Stated goal:
Please write out the material from the line with "# Target: plowed field" through the end, changing "instance" to "object" and keeping everything else the same. Leave the pictures out of your answer.

[START OF Material]

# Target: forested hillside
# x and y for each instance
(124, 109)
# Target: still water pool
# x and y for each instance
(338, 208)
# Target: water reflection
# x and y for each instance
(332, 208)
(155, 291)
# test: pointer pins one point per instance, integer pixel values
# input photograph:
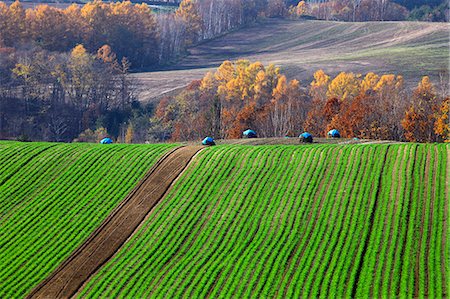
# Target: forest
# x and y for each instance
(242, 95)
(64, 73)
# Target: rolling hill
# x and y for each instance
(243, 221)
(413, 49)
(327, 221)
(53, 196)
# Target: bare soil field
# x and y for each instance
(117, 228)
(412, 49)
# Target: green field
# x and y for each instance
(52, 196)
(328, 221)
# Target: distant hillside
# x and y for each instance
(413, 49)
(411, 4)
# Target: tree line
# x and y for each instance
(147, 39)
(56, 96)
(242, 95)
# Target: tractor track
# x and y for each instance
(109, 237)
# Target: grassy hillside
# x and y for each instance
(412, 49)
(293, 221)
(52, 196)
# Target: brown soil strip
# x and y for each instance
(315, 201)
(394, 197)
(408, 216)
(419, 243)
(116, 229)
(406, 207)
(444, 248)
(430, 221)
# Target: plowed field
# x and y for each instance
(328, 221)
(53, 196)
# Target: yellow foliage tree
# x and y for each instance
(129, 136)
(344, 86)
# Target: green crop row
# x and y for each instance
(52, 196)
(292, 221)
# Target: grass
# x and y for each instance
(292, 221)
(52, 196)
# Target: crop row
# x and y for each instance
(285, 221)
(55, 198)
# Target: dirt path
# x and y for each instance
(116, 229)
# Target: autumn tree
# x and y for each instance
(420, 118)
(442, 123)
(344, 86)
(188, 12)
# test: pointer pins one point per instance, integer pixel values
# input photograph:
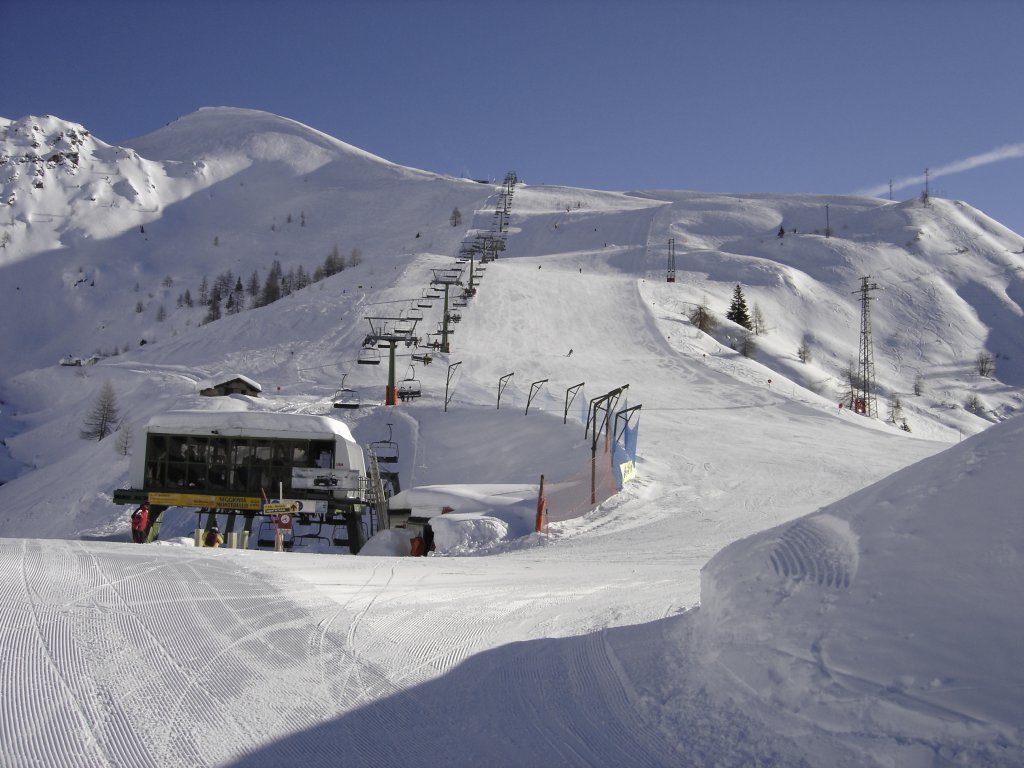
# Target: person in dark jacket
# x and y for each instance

[END OF Material]

Response to this task:
# Target: plowed field
# x and y for each object
(328, 221)
(53, 196)
# Target: yellow foliage tree
# x and y for each object
(129, 136)
(344, 86)
# Target: green crop row
# x and y for each object
(52, 196)
(292, 221)
# Target: grass
# x and y for each object
(292, 221)
(52, 196)
# Target: crop row
# x and y for each object
(285, 221)
(55, 198)
# Target: dirt path
# x and y for each object
(116, 229)
# Target: autumn tree
# x and y for each object
(420, 118)
(442, 123)
(344, 86)
(188, 12)
# test: pointer pins one point per object, integer pixel values
# input photograph:
# Target: person in dark jacket
# x and y for each object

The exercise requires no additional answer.